Please quote exactly the lines below from the line containing "positive clicks: (583, 593)" to the line containing "positive clicks: (611, 571)", both lines included, and nothing else.

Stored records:
__________________________________________________

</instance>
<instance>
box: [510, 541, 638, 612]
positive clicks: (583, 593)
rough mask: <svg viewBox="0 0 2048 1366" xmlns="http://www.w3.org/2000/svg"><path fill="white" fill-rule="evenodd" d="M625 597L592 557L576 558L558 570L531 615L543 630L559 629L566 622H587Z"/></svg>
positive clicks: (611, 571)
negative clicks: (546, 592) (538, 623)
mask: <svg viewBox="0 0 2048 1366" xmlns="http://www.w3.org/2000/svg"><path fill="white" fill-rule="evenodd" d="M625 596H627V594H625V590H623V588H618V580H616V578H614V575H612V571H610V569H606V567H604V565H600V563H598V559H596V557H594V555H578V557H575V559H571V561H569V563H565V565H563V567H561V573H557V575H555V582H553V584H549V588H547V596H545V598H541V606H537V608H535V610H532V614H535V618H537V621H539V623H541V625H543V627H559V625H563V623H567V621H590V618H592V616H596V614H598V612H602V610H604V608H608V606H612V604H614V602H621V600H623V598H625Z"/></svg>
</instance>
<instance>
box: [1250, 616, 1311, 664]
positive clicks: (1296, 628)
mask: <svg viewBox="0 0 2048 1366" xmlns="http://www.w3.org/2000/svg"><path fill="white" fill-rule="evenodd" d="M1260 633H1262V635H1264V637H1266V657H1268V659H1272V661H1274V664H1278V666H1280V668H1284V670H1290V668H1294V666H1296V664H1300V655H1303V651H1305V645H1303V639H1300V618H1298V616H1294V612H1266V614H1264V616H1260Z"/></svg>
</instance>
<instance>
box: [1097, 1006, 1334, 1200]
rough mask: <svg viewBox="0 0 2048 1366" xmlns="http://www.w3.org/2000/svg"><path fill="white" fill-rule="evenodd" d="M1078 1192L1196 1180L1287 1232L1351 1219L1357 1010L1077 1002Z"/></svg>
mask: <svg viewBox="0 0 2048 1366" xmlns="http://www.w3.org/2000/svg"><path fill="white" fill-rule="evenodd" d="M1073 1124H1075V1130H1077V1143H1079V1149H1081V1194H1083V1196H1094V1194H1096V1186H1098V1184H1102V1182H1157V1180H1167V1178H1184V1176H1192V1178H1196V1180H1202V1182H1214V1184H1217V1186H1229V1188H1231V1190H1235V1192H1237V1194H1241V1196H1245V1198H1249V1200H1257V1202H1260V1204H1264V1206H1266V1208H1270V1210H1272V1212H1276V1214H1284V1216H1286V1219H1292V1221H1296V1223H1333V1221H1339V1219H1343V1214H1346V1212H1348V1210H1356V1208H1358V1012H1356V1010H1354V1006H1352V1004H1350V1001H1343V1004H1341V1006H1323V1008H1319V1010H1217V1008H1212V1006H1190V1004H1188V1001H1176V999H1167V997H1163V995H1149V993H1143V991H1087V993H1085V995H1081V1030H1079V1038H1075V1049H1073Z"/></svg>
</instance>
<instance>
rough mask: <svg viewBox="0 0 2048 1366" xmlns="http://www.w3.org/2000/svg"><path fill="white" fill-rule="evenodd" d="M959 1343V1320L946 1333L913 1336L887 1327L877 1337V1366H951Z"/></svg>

__________________________________________________

Answer for this exercise:
positive clicks: (583, 593)
rough mask: <svg viewBox="0 0 2048 1366" xmlns="http://www.w3.org/2000/svg"><path fill="white" fill-rule="evenodd" d="M625 597L592 557L576 558L558 570L531 615L543 630L559 629L566 622H587Z"/></svg>
positive clicks: (611, 571)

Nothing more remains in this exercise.